● RECORDS PROVIDED:
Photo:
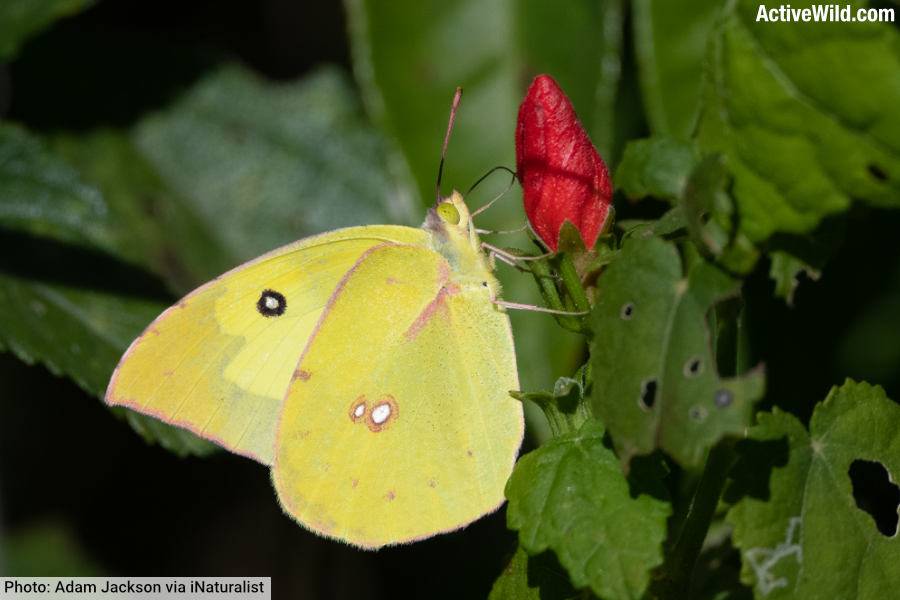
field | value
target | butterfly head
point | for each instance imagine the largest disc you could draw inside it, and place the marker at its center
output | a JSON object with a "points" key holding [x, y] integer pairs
{"points": [[454, 235], [450, 221]]}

● PROBLEM: Please copy the records above word for word, leaving out the pictures.

● EXERCISE RESPONSE:
Photo:
field | value
target | butterfly head
point | for each instance imagine the largest disc you could draw inside it, and place the marker at its center
output | a JSON object with a "points" key holding [x, y] integer pairs
{"points": [[454, 235], [450, 221]]}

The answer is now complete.